*** Given information

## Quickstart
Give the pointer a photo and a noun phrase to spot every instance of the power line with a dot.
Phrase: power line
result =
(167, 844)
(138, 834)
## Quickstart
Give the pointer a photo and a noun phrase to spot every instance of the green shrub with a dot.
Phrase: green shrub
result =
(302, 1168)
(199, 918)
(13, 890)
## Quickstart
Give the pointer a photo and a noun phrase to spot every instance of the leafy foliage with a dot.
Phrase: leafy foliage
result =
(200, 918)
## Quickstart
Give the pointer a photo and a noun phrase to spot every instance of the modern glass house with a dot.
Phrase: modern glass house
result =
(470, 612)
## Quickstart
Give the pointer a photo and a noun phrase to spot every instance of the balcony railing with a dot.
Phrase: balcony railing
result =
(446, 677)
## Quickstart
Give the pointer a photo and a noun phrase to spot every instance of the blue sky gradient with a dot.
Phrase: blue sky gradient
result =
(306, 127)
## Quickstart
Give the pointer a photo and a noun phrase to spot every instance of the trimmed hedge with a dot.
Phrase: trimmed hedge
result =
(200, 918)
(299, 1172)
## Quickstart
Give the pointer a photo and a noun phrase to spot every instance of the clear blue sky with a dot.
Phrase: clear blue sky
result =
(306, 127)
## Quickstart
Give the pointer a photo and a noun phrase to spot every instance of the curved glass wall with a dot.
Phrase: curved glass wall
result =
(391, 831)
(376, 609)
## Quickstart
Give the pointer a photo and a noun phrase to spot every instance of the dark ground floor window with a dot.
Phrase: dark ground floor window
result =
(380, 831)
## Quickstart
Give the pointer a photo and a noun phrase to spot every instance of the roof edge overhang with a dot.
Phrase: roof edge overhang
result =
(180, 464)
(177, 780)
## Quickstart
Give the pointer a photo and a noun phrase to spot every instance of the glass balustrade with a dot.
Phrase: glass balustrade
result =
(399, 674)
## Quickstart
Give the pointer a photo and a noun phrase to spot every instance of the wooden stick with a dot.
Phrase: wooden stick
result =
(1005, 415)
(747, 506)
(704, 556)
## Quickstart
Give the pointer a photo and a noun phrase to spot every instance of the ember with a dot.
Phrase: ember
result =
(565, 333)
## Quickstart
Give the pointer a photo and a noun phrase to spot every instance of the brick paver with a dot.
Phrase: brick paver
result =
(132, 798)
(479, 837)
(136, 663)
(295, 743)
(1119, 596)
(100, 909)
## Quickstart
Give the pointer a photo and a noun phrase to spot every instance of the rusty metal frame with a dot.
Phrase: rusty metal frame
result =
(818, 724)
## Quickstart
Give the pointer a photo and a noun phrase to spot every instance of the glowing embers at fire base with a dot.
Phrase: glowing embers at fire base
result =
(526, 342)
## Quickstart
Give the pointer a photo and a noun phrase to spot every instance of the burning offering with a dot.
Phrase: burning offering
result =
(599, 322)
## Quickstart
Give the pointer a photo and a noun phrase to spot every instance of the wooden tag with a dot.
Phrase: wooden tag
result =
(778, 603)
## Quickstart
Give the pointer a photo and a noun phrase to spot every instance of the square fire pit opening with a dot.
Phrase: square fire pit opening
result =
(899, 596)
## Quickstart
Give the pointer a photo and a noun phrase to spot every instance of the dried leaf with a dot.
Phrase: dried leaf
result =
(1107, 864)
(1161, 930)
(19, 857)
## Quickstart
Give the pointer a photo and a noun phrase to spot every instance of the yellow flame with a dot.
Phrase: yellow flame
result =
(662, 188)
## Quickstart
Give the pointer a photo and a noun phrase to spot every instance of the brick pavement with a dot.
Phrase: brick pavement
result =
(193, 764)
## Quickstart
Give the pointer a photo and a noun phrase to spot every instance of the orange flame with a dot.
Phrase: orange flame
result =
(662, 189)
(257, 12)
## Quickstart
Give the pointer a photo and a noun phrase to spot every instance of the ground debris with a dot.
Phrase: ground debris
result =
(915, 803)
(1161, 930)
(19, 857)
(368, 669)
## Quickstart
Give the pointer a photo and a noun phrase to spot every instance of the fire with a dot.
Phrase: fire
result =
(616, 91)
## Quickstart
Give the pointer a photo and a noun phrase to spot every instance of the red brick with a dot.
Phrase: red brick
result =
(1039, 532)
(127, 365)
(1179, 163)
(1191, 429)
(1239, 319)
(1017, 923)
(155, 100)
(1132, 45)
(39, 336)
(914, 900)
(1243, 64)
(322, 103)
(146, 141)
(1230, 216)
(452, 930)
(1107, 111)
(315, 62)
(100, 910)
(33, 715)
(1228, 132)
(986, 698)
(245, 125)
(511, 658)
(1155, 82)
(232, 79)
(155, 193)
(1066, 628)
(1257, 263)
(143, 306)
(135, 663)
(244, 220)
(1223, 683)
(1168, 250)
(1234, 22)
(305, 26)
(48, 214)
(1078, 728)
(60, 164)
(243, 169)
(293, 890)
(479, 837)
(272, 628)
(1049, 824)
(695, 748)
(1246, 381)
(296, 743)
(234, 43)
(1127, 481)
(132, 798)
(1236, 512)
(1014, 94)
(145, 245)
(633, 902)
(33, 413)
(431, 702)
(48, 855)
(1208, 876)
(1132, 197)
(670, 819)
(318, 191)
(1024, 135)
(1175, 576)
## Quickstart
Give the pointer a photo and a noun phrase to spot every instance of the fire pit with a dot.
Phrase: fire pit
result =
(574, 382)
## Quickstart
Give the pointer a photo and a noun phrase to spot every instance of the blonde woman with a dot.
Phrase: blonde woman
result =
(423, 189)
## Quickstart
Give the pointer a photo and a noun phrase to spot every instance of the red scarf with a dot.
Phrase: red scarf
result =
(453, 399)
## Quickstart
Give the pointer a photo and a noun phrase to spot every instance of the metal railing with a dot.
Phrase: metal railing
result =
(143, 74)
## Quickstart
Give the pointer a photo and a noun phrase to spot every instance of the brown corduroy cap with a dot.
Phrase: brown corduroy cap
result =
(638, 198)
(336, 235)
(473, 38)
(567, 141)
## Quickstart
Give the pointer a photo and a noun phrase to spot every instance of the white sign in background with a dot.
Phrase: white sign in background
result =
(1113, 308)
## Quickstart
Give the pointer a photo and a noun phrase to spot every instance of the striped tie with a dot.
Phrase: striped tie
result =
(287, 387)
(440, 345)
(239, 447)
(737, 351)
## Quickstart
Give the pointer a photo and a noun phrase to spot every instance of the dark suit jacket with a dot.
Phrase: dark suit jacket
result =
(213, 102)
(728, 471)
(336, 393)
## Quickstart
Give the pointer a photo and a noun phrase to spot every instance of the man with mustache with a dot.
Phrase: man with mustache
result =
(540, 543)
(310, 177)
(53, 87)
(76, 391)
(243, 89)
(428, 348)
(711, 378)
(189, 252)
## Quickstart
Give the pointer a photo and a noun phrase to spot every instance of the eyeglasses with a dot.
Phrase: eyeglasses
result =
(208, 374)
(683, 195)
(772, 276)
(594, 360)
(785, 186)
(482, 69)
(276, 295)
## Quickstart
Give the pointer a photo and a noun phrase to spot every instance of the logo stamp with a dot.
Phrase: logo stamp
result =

******

Reproduce every entry shown above, precisely as it stands.

** Exercise answer **
## Quickstart
Give the pointer a photo and a noun phrase to spot every instance of the power line with a dot.
Phrase: power line
result =
(167, 844)
(138, 834)
## Quickstart
Give the pointer a photo and a noun phrase to spot every instance of the green shrub with a dot.
Phrase: green shrub
result =
(302, 1168)
(199, 918)
(13, 890)
## Quickstart
Give the pointer a photo and a noun phrase to spot every instance of the leafy foliage with a dot.
Phrase: leafy foliage
result =
(200, 918)
## Quickstart
Give the pointer a photo and a noun phrase to spot every instance of the modern glass house with a dot.
Phrase: modern glass house
result =
(470, 612)
## Quickstart
Give the pointer a photo and a noun phrase to spot every instance of the balcony railing with a dot.
Phrase: balcony railing
result =
(446, 677)
## Quickstart
Give the pointer a photo and a noun phrase to spot every instance of the blue sky gradient with a dot.
Phrase: blue sky gradient
result =
(306, 127)
## Quickstart
Give the pointer a photo and a noun phrase to spot every instance of the trimmed hedge with a dot.
Phrase: trimmed hedge
result =
(200, 918)
(299, 1172)
## Quickstart
Give the pointer a photo and a noun phrase to spot every instance of the clear blue sky with a dot.
Phrase: clear blue sky
result =
(306, 127)
## Quickstart
Give the pointer a photo and a noun phrase to spot every instance of the curved glass wall with a dot.
Phrase: curved glass wall
result =
(391, 831)
(376, 609)
## Quickstart
Give the pointer a photo and a noun phrase to spot every instance of the dark ground floor window with a dot.
Phrase: dark ground floor window
result =
(380, 831)
## Quickstart
Give the pointer a photo and a noun phrase to spot every instance of the roof edge overhang with a dot.
Phrase: roof edge overhang
result =
(180, 464)
(177, 780)
## Quickstart
Give the pointer a photo and a noun phrase to spot every instance of the glass balustrade with a dot.
Phrase: glass balustrade
result =
(399, 674)
## Quickstart
Give the pointer a photo and a noun phrase to spot every instance of the wooden stick with a dot.
Phrase: wooden stick
result =
(1005, 415)
(747, 506)
(704, 556)
## Quickstart
Give the pointer a photo and a noun phrase to spot every instance of the ember with a dot.
Phrase: ember
result =
(565, 333)
## Quickstart
Give the pointer a photo and a noun phrase to spot every instance of the brick paver with a dot.
Phrase: brick paver
result =
(132, 798)
(479, 837)
(136, 663)
(295, 743)
(1119, 596)
(100, 909)
## Quickstart
Give the pointer a photo and a noun phrase to spot every instance of the rusty metal frame with a dot.
Phrase: rusty metal frame
result =
(818, 724)
## Quickstart
Give the pointer a photo and a noun phrase to spot every instance of the glowing embers at fire base with a dot.
Phrase: glowing embers at fire base
result =
(526, 342)
## Quickstart
Give the pointer a photo and a noun phrase to spot every instance of the burning offering with a dot.
Phrase: burning offering
result =
(599, 322)
## Quickstart
Give the pointer a photo and a noun phrase to spot every instance of the wooden tag with a dot.
Phrase: wooden tag
result =
(778, 603)
## Quickstart
Give the pointer a photo and a noun phrase to spot every instance of the square fire pit opening with a dot.
Phrase: square fire pit opening
result =
(899, 596)
## Quickstart
Give the pointer a photo and a noun phrase to spot every instance of the dried leaf with a dot.
Phrase: dried leaf
result =
(1107, 864)
(1161, 930)
(19, 857)
## Quickstart
Give the pointer a photo and a noun phrase to spot every instance of the yellow flame with a dot.
Phrase: yellow flame
result =
(662, 188)
## Quickstart
Give the pointer a photo and a noun phrase to spot every instance of the brick pavement with a dot.
Phrase: brick pavement
result =
(193, 764)
## Quickstart
Give the pointer a photo and a noun phrase to spot every instance of the orange flame with a dot.
Phrase: orange flame
result =
(662, 189)
(257, 12)
## Quickstart
Give the pointer a photo and a noun phrase to spot every instance of the ground debris with a dot.
Phrase: ground debris
result =
(915, 803)
(1161, 930)
(19, 857)
(368, 669)
## Quickstart
Give the pointer a photo and a noun phrase to spot every instance of the fire with a dot.
Phrase: fire
result =
(616, 91)
## Quickstart
Give the pointer a photo and a noun phrase to spot every instance of the red brick with a dot.
Phrase: red brick
result =
(1039, 532)
(127, 365)
(1179, 163)
(1191, 429)
(1239, 319)
(1017, 923)
(155, 100)
(1132, 45)
(39, 336)
(914, 900)
(1243, 64)
(322, 103)
(146, 141)
(1230, 216)
(452, 930)
(1107, 111)
(315, 62)
(100, 910)
(33, 715)
(1228, 132)
(986, 698)
(245, 125)
(511, 658)
(1155, 82)
(232, 79)
(155, 193)
(1066, 628)
(1257, 263)
(143, 306)
(135, 663)
(244, 220)
(1223, 683)
(1168, 250)
(1234, 22)
(305, 26)
(48, 214)
(1078, 728)
(60, 164)
(243, 169)
(293, 890)
(479, 837)
(272, 628)
(1049, 824)
(695, 748)
(1246, 381)
(296, 743)
(234, 43)
(1127, 481)
(132, 798)
(1236, 512)
(1014, 94)
(145, 245)
(633, 902)
(33, 413)
(431, 702)
(48, 855)
(1208, 876)
(1132, 197)
(670, 819)
(318, 191)
(1024, 135)
(1175, 576)
## Quickstart
Give the pointer a photo and a noun phrase to spot every instance of the fire pit with a dot.
Phrase: fire pit
result =
(574, 382)
## Quickstart
Give the pointer a photo and a noun phrase to spot every instance of the blonde woman with a dot.
Phrase: blonde woman
result =
(423, 189)
## Quickstart
Give the pointer a photo and a noun phrase to spot every instance of the red scarf with a dot.
Phrase: red scarf
result =
(453, 399)
## Quickstart
Give the pointer a photo and a noun phrase to spot every instance of the metal railing with a dot.
Phrase: metal railing
result =
(143, 74)
## Quickstart
Give the pointer a photo and a noun phrase to spot every instance of the brown corduroy cap with a dot.
Phrase: brown corduroy cap
result =
(638, 198)
(336, 235)
(473, 38)
(567, 141)
## Quickstart
Give the pointer a photo and a noun phrase to spot every instance of the white sign in background with a dot.
Phrase: white sign in background
result =
(1113, 308)
## Quickstart
Give the pointer a photo and a noun phrase to spot every instance of the striped tie with a dot.
Phrase: striped tie
result =
(287, 387)
(440, 345)
(239, 447)
(737, 351)
## Quickstart
Give the pointer a photo and a noun phrase to spot every instance of the dark suit jacket with a dot.
Phrase: dark suit jacket
result =
(213, 102)
(728, 471)
(336, 393)
## Quickstart
Give the pointer a photo and a noun phrase to spot every instance of the man with mustache with a dot.
Phrase: man with mustache
result =
(540, 543)
(310, 177)
(53, 87)
(76, 391)
(243, 89)
(428, 348)
(711, 378)
(189, 252)
## Quickstart
Give the pointer a photo and a noun phrase to spot every instance of the eyeglasses with a dot.
Phrase: eyeglasses
result =
(208, 374)
(683, 195)
(772, 276)
(594, 360)
(785, 186)
(482, 69)
(276, 295)
## Quickstart
Give the pointer a photo and a noun phrase to spot every instance of the logo stamp with a dot.
Phrase: logo stamp
result =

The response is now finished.